### Source records

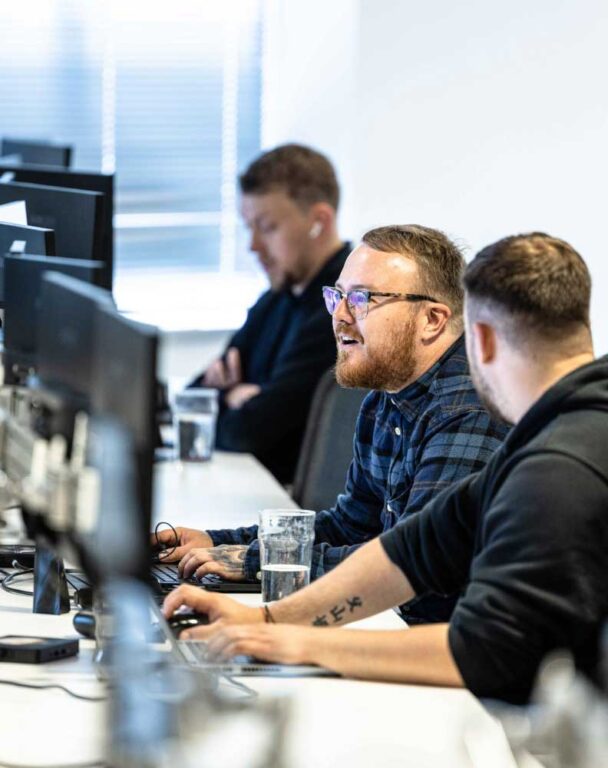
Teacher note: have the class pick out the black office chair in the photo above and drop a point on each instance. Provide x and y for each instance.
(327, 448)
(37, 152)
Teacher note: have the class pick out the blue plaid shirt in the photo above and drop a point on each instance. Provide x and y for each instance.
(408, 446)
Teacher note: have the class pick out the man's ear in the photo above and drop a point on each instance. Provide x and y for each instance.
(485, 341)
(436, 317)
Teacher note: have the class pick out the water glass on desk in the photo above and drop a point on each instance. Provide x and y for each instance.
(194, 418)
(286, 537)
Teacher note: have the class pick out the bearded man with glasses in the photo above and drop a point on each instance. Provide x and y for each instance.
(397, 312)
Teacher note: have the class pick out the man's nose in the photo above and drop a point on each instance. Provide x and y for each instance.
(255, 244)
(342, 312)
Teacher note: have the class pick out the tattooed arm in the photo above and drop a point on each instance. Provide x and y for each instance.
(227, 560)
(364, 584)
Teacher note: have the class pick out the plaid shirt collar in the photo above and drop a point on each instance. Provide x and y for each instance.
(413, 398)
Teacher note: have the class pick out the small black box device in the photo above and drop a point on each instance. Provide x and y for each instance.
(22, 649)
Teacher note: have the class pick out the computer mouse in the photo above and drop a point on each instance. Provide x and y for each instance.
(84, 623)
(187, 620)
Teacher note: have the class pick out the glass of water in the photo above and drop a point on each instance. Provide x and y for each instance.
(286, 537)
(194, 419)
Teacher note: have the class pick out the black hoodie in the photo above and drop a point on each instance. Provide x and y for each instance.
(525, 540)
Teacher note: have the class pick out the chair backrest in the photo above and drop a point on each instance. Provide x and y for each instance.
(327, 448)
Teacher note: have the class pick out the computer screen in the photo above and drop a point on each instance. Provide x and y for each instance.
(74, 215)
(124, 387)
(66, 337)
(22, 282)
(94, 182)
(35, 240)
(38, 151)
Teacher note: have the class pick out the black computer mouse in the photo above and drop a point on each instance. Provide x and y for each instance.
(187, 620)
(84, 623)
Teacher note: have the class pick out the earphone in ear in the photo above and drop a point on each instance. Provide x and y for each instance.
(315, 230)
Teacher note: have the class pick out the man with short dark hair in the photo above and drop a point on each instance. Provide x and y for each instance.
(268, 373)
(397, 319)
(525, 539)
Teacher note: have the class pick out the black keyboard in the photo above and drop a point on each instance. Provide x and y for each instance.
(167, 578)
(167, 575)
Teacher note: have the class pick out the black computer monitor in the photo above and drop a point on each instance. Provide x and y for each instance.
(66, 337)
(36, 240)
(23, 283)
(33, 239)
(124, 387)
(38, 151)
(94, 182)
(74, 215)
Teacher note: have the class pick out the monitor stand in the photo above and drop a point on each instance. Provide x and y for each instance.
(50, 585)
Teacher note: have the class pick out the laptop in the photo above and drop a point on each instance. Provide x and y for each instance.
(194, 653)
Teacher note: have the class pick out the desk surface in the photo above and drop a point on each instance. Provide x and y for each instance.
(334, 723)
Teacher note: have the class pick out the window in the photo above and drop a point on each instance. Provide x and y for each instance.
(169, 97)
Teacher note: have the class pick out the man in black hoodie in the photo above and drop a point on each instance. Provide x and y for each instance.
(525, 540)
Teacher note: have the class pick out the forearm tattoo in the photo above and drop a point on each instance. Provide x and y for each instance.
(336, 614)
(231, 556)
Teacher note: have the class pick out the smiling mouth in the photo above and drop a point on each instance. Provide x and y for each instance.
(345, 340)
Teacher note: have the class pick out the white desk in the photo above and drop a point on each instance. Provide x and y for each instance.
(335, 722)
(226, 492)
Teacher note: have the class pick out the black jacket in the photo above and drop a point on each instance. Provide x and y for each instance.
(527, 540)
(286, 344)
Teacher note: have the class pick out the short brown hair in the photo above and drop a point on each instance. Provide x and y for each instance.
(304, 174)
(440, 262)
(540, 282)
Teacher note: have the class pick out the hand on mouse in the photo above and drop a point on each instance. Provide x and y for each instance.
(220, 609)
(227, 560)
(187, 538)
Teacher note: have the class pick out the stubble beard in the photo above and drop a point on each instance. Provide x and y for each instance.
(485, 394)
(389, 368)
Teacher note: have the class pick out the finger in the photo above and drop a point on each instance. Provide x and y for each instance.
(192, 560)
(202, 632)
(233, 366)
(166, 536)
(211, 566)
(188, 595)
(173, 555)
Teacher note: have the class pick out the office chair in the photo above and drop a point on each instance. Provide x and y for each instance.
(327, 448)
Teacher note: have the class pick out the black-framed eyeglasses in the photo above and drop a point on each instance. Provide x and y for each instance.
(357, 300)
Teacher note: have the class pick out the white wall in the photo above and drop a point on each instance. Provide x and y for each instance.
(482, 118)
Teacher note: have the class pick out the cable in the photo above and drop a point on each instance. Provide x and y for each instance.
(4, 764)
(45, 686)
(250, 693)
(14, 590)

==

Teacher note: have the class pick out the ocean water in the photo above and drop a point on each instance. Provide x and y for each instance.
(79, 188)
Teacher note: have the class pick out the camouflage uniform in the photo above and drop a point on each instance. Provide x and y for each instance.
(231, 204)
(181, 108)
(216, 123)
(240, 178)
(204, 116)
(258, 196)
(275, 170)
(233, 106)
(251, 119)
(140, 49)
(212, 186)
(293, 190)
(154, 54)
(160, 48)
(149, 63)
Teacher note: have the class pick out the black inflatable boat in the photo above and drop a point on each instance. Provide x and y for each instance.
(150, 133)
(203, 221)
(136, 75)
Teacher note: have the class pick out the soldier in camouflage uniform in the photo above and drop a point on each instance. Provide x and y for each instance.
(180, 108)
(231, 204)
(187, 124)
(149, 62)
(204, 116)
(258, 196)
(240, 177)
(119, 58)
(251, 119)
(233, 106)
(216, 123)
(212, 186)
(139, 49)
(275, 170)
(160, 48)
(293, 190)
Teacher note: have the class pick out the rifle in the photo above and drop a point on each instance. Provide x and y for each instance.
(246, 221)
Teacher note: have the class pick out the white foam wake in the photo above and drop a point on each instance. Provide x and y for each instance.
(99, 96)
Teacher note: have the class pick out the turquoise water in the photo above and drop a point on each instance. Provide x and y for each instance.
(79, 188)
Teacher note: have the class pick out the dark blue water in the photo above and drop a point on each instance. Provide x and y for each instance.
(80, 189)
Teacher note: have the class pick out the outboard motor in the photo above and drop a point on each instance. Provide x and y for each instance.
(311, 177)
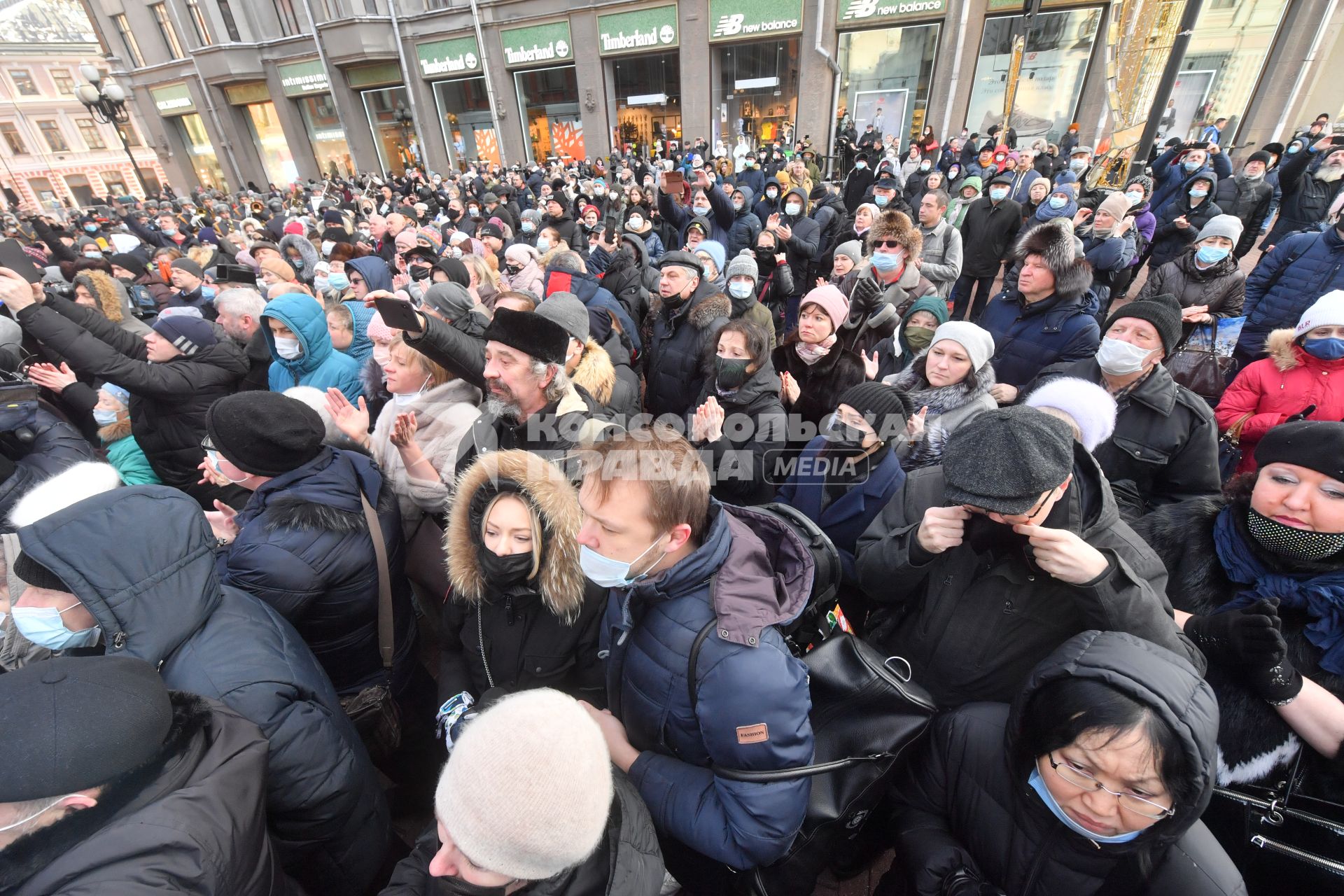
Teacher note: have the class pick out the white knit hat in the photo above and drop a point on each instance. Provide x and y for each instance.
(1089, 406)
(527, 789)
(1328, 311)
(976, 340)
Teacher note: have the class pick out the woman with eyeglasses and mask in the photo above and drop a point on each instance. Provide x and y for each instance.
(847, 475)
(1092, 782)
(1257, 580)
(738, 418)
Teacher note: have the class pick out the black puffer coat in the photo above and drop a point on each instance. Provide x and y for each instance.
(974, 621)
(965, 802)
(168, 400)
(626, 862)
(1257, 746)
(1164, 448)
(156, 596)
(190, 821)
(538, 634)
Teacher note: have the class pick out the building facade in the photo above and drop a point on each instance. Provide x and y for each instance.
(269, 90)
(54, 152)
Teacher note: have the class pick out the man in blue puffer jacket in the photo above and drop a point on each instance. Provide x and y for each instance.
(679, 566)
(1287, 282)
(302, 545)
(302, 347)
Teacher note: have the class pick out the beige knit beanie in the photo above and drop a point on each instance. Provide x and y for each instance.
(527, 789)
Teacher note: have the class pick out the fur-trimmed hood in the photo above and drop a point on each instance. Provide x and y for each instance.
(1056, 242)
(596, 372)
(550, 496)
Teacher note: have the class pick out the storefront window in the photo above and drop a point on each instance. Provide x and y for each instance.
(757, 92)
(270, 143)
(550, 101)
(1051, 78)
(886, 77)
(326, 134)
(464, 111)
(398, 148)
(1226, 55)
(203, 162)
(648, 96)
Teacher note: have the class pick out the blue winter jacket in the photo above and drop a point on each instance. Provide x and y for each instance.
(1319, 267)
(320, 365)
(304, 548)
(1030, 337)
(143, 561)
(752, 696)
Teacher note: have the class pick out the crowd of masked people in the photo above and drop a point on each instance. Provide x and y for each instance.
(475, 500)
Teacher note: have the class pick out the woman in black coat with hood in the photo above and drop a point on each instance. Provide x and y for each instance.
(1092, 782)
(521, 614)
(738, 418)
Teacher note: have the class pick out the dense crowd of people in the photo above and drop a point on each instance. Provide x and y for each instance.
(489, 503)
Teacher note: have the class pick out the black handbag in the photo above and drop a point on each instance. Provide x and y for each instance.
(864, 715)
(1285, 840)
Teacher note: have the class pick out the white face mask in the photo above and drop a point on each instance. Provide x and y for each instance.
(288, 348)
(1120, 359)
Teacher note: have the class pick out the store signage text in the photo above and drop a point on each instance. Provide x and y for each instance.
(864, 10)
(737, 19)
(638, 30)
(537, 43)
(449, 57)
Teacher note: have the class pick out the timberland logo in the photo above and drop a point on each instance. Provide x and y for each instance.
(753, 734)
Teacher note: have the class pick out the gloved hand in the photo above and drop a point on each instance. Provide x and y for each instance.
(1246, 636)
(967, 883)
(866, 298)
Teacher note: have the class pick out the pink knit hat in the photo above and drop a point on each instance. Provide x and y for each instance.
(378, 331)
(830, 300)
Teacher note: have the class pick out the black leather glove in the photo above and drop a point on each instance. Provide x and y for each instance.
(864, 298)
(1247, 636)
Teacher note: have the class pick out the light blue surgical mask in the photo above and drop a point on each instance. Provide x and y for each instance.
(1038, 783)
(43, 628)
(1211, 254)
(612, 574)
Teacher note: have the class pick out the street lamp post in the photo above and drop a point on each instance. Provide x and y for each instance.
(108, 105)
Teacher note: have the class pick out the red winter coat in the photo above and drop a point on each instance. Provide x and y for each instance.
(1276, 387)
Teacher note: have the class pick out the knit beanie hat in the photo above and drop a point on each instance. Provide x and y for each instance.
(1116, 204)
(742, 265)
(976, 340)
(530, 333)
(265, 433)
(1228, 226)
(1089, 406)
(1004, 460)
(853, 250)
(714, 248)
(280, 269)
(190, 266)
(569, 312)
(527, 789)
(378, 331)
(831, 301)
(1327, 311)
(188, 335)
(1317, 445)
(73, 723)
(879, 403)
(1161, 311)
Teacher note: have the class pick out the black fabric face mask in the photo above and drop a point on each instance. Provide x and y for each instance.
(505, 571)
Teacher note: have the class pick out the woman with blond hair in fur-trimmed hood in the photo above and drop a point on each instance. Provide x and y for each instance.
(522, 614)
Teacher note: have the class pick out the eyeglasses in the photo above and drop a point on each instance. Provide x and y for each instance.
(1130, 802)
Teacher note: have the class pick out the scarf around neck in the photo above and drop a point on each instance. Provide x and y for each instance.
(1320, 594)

* * *

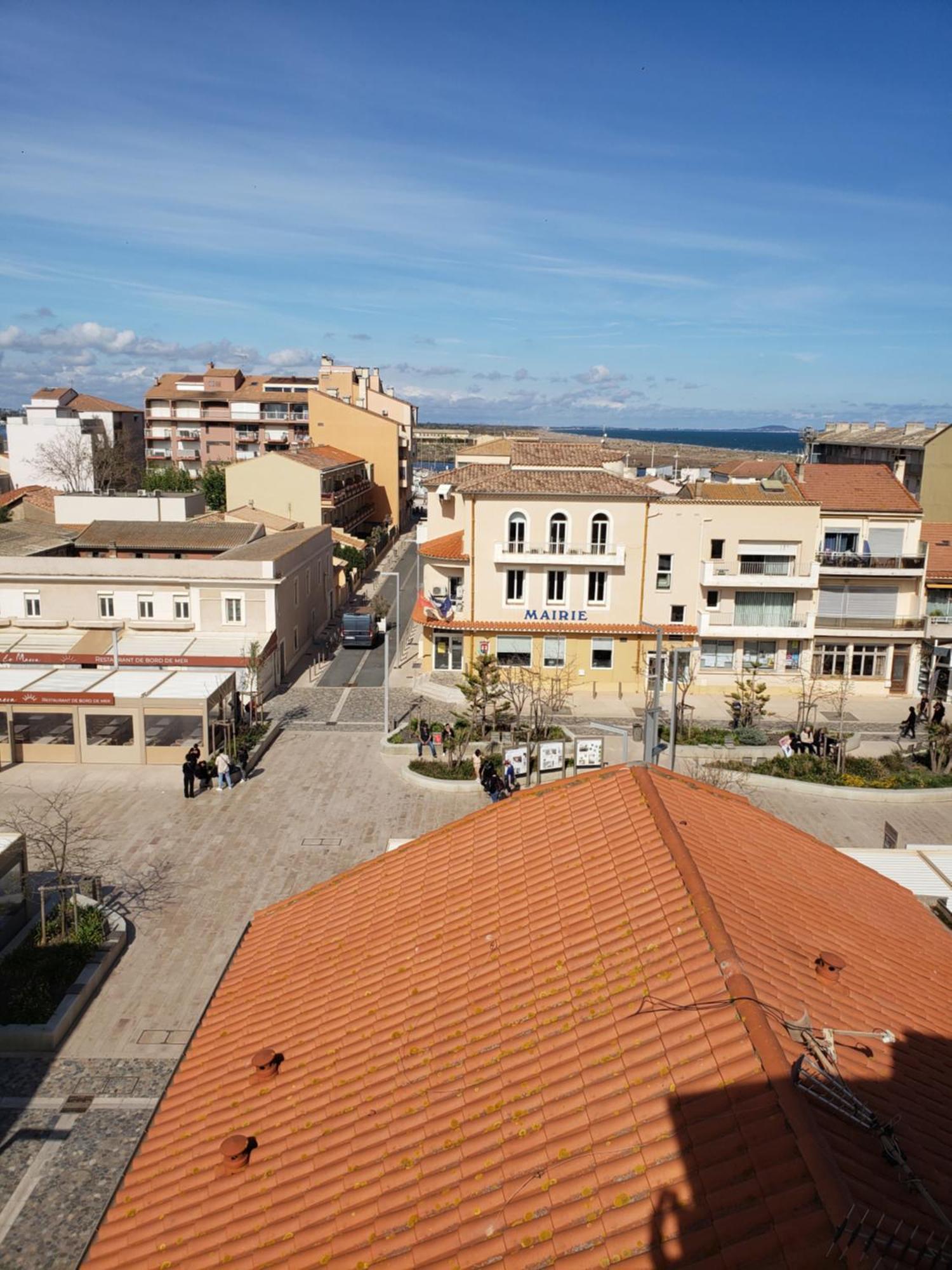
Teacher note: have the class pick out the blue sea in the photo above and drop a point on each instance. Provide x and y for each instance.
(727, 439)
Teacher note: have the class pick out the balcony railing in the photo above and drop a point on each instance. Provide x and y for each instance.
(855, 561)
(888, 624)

### Aim
Which lines above contain the string "people"? Return each of them in full.

### Completed exercise
Teacher note: have the class pick out the crowd of masked people in the photo above and drop a point on each instance. Provide x and y for each instance.
Teacher note: have the class pick out the dense crowd of people in the photo above and drop a point on each instance. Provide x and y for each instance.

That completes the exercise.